Entries from a dataset
^^^^^^^^^^^^^^^^
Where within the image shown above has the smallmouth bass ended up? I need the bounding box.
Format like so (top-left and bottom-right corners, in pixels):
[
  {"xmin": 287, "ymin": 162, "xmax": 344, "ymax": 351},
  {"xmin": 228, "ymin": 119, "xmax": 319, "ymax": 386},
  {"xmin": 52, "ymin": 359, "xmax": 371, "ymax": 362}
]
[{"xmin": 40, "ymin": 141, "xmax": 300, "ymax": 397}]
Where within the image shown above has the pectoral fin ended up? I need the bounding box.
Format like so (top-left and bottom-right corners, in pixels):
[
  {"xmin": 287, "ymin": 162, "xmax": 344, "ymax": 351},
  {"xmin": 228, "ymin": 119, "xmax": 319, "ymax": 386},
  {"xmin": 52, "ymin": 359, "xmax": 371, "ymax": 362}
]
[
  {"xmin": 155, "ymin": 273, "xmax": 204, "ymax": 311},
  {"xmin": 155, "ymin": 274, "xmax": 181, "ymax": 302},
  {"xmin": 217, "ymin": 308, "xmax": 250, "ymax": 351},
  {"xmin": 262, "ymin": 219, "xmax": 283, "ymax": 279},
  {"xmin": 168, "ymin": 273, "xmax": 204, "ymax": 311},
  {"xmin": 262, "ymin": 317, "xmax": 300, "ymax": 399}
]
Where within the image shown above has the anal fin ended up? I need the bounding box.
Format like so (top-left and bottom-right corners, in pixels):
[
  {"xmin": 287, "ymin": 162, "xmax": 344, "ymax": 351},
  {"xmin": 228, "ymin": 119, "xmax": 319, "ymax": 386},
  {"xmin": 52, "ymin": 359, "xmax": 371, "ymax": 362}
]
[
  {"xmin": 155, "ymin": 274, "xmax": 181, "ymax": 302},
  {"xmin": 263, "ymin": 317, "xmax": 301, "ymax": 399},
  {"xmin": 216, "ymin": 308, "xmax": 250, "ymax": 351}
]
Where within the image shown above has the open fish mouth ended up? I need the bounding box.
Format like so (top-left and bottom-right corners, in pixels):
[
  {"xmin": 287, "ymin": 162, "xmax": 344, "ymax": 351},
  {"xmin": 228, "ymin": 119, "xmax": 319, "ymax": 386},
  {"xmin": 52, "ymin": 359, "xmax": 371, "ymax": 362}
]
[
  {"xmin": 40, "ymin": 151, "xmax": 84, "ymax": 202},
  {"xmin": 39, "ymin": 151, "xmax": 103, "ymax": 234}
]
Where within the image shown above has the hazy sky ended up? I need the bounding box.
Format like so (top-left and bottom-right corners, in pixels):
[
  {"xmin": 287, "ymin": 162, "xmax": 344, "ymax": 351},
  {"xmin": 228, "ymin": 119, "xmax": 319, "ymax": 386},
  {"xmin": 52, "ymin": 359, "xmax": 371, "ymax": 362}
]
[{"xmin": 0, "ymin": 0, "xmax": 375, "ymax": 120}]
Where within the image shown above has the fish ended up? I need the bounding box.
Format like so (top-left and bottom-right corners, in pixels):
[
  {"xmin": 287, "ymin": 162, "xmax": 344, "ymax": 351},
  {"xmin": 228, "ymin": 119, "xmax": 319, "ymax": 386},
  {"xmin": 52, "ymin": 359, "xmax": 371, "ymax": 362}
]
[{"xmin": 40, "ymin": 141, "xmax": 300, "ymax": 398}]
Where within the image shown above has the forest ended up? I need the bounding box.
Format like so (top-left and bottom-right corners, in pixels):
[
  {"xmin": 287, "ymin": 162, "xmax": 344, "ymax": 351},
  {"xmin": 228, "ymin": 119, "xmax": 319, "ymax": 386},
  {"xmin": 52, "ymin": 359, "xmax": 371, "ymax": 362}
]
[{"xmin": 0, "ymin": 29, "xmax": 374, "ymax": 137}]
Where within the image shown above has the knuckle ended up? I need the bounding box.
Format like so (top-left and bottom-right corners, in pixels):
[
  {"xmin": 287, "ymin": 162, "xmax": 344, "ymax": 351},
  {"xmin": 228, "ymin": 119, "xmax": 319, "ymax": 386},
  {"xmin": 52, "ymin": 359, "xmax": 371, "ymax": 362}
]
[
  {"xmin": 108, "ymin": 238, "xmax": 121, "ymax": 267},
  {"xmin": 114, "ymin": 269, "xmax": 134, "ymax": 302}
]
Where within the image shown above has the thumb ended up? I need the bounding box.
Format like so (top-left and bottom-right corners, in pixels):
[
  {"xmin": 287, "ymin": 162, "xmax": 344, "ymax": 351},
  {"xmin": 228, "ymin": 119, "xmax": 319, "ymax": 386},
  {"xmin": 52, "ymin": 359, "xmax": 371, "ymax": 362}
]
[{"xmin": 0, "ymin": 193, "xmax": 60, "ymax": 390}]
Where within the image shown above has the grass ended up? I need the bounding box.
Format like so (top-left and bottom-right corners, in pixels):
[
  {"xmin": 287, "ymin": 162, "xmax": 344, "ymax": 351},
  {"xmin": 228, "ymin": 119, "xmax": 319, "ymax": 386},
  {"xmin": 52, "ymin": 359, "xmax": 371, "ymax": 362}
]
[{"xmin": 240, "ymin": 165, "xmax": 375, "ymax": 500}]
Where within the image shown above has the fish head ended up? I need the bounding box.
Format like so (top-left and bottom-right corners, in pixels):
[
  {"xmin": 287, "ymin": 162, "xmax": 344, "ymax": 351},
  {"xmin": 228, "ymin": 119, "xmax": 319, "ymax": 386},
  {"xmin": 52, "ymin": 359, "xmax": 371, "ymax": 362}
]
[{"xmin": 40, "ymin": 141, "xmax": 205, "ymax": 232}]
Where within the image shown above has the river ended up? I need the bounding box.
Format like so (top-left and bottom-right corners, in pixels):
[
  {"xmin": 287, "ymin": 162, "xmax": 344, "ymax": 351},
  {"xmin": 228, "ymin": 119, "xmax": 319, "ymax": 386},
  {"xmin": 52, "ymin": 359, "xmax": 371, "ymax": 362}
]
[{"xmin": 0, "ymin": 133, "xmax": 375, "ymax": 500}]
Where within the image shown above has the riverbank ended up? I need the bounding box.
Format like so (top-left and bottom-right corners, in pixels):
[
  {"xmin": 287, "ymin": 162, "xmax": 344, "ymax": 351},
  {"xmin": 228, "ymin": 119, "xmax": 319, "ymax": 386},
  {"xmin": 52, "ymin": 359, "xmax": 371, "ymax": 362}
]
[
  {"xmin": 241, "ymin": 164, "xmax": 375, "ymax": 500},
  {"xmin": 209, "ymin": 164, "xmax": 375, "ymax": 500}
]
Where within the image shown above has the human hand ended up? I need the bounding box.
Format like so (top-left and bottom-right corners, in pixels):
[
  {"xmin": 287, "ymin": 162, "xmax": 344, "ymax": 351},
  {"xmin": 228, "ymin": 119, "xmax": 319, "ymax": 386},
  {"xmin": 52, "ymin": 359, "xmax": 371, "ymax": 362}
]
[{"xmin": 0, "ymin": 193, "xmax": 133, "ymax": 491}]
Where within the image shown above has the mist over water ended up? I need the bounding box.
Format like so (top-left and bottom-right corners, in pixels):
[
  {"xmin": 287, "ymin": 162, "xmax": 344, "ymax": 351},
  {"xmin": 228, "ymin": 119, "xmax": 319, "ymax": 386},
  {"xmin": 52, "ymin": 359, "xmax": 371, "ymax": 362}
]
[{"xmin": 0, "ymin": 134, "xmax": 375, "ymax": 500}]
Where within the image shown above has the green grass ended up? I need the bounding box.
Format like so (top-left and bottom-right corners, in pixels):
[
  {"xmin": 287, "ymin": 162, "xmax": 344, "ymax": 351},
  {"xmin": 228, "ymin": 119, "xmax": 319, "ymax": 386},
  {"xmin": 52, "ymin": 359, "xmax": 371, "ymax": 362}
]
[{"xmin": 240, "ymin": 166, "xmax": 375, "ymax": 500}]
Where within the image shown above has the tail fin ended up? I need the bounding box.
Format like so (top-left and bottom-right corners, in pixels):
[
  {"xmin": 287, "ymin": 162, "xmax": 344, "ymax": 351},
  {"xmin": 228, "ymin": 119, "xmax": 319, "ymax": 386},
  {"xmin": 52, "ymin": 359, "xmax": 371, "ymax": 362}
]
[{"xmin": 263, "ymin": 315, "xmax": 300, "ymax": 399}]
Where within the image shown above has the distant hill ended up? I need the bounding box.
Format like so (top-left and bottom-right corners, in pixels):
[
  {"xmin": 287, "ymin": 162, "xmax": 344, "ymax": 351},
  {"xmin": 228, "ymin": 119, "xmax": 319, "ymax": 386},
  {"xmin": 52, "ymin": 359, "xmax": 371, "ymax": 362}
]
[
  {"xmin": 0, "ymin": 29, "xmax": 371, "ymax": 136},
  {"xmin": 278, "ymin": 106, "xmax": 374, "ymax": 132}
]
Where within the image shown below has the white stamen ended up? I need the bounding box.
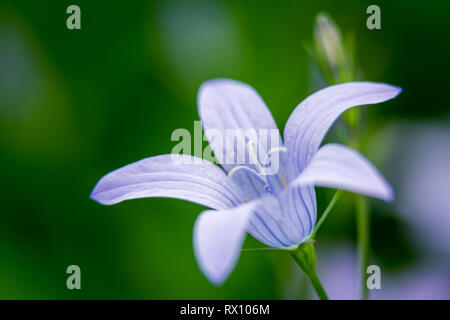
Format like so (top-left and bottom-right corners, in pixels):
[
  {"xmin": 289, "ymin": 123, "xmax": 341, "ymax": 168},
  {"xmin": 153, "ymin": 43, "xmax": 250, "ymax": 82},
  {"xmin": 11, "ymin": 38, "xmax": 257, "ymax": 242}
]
^^^^^^^^^^^^^^^^
_TASK STATEMENT_: Can you recast the lines of the listing, from the line containing "Where within the image shown above has the distant" through the end of the listing, inclusive, as a JSON list of strings with one string per line and blank lines omitted? Leave the pictures out of the answer.

_TASK RESULT_:
[
  "Where within the image shown above has the distant hill ended up? I need the bounding box.",
  "Format like so (top-left and bottom-right corners, in pixels):",
  "[",
  "  {\"xmin\": 287, \"ymin\": 162, \"xmax\": 344, \"ymax\": 351},",
  "  {\"xmin\": 228, \"ymin\": 119, \"xmax\": 319, \"ymax\": 386},",
  "  {\"xmin\": 52, \"ymin\": 359, \"xmax\": 371, \"ymax\": 362}",
  "]",
  "[",
  "  {\"xmin\": 0, \"ymin\": 29, \"xmax\": 371, \"ymax\": 136},",
  "  {\"xmin\": 278, \"ymin\": 106, \"xmax\": 374, \"ymax\": 132}",
  "]",
  "Where within the image shown below has the white stamen ended up? I need the bounding box.",
  "Format like so (top-left and bottom-right corners, in pixels):",
  "[",
  "  {\"xmin\": 289, \"ymin\": 123, \"xmax\": 341, \"ymax\": 168},",
  "  {\"xmin\": 153, \"ymin\": 43, \"xmax\": 250, \"ymax\": 82},",
  "  {\"xmin\": 11, \"ymin\": 38, \"xmax\": 257, \"ymax\": 242}",
  "]"
]